## Start
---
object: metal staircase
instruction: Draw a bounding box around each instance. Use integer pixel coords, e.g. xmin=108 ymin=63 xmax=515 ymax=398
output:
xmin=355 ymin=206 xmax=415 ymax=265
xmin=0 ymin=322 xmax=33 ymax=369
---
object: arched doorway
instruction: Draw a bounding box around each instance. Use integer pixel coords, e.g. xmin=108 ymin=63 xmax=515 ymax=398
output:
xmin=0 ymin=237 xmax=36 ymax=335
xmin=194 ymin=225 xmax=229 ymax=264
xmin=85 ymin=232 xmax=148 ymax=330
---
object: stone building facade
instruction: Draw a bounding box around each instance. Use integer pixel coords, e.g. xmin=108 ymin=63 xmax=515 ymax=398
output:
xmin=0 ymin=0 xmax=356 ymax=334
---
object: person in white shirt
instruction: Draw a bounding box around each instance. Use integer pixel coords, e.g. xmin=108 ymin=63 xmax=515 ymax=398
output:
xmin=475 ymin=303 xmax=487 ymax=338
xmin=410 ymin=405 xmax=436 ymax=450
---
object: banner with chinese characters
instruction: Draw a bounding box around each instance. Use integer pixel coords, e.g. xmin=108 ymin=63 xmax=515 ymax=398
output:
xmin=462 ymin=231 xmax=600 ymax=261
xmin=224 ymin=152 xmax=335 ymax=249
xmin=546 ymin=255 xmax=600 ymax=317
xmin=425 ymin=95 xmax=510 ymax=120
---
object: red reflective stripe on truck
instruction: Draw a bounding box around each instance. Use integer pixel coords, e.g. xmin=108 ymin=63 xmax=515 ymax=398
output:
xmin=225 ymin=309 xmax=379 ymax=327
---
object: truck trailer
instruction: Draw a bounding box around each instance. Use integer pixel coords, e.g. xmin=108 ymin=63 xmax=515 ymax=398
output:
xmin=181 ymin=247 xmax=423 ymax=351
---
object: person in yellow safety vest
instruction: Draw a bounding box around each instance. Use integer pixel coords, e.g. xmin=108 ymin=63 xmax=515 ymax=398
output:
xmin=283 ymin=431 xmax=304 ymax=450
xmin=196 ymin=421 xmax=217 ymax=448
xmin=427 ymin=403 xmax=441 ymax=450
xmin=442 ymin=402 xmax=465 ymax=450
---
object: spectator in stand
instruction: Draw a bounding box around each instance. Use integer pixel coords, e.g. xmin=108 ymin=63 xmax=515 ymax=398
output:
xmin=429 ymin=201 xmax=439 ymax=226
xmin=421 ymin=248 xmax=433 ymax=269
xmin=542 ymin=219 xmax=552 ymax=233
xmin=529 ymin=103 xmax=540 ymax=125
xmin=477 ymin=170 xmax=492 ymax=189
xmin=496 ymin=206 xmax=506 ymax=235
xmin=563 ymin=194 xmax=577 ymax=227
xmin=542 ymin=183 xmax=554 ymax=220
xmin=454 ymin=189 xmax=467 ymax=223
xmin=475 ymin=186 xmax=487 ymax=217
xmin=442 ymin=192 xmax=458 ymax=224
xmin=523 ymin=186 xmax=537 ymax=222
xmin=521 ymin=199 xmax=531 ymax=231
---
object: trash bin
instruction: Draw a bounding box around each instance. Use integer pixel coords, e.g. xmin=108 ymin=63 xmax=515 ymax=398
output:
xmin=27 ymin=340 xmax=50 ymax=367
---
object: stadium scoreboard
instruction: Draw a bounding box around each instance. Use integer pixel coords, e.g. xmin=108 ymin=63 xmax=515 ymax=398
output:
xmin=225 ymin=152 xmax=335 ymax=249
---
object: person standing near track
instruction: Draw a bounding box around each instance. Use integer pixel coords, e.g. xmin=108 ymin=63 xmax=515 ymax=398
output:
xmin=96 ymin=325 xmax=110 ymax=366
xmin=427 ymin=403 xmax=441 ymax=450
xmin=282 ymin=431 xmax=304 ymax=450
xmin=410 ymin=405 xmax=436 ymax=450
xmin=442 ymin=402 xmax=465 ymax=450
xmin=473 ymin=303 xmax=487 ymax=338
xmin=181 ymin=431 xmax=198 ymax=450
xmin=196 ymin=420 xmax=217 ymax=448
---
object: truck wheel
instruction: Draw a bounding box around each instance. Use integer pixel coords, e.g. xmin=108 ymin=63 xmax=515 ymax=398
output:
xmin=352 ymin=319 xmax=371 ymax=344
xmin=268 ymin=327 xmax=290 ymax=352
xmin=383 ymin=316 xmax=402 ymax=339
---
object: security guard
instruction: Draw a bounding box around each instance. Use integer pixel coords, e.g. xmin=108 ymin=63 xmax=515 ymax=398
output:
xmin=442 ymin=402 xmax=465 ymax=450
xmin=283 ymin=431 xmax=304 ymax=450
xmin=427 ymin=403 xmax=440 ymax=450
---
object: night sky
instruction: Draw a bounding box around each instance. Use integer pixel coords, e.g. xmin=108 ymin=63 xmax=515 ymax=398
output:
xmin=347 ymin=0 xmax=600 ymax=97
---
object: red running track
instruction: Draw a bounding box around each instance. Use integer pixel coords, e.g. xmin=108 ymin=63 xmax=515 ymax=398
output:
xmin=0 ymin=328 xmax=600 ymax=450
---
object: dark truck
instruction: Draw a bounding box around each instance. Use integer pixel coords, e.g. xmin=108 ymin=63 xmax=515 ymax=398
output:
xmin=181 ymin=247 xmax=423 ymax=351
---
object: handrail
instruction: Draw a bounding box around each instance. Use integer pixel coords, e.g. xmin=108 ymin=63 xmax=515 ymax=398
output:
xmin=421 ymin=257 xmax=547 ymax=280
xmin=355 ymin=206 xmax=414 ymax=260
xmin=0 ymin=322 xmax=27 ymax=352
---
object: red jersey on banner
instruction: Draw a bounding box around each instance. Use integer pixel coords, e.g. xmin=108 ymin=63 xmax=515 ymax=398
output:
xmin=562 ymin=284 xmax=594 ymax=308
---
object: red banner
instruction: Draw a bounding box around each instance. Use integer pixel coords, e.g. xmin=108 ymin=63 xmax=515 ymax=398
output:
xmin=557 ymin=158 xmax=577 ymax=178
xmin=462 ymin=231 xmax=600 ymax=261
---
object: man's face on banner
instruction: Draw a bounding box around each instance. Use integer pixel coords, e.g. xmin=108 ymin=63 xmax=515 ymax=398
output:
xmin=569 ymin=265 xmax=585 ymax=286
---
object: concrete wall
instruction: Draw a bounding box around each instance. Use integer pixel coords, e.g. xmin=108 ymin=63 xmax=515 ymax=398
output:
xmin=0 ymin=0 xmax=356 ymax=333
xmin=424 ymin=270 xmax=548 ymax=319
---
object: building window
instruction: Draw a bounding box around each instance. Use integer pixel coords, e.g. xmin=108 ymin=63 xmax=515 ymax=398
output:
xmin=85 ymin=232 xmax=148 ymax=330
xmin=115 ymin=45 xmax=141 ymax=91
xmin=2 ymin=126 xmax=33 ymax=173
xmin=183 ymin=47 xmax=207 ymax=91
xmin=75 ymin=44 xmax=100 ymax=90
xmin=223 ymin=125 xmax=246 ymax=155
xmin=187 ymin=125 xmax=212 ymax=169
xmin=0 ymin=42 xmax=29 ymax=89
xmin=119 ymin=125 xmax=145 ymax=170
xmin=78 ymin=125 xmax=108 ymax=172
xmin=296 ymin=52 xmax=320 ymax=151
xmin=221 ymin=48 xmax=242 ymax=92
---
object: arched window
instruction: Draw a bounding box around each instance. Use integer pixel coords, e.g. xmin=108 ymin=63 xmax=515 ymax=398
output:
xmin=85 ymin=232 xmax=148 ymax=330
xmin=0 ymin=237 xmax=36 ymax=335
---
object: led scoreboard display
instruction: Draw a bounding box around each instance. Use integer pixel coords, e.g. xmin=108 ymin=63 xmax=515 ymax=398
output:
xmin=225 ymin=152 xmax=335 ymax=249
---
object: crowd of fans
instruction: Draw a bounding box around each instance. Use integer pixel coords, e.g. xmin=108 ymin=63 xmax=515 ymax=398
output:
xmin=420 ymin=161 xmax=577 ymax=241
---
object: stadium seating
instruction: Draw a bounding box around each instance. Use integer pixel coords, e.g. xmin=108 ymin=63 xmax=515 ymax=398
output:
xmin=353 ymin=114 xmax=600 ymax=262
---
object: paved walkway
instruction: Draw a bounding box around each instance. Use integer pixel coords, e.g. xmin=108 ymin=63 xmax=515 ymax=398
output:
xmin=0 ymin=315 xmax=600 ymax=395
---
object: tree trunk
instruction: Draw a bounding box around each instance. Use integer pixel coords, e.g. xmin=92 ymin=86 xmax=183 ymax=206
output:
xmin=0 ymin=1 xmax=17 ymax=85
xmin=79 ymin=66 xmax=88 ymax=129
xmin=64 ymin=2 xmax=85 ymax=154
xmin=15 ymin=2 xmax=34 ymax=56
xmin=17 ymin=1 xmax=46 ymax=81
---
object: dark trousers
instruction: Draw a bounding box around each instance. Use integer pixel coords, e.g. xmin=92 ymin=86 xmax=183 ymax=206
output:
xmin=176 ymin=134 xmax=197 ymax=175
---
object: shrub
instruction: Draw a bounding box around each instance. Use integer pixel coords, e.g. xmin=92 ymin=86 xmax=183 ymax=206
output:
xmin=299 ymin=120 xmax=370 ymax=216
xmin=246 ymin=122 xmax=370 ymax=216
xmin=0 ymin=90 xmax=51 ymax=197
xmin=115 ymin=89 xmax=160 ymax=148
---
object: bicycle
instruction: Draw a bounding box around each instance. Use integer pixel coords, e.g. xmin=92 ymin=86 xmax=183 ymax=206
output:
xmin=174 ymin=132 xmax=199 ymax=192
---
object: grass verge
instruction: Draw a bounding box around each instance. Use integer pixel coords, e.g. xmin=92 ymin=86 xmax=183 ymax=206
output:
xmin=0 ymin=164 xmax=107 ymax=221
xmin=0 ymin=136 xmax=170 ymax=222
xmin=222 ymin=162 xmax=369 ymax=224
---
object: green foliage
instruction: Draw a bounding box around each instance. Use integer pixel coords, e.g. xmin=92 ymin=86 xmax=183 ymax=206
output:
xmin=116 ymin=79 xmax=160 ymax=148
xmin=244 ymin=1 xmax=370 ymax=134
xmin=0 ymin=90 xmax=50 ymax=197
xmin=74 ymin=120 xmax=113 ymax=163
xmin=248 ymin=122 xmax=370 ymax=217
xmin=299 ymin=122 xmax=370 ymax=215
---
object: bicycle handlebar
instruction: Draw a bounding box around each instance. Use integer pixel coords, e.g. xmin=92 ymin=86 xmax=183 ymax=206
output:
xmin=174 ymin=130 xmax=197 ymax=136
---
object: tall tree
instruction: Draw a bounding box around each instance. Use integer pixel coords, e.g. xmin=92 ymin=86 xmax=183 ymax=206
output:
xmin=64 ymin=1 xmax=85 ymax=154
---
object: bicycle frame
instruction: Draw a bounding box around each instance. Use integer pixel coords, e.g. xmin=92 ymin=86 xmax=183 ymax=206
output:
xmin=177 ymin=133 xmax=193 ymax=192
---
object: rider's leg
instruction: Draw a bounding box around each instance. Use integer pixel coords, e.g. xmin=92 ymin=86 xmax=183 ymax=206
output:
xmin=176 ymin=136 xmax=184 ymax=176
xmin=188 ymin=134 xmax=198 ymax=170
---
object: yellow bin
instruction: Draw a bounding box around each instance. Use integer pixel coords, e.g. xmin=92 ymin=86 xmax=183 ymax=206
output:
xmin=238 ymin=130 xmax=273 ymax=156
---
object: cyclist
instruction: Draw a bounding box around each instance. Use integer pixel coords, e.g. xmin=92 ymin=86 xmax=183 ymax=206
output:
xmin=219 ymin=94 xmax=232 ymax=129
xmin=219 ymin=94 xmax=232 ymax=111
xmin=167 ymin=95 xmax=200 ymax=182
## End
■ Required work
Show, in full, every line above that contains the string "dark".

■ Task response
object: dark truck
object: dark trousers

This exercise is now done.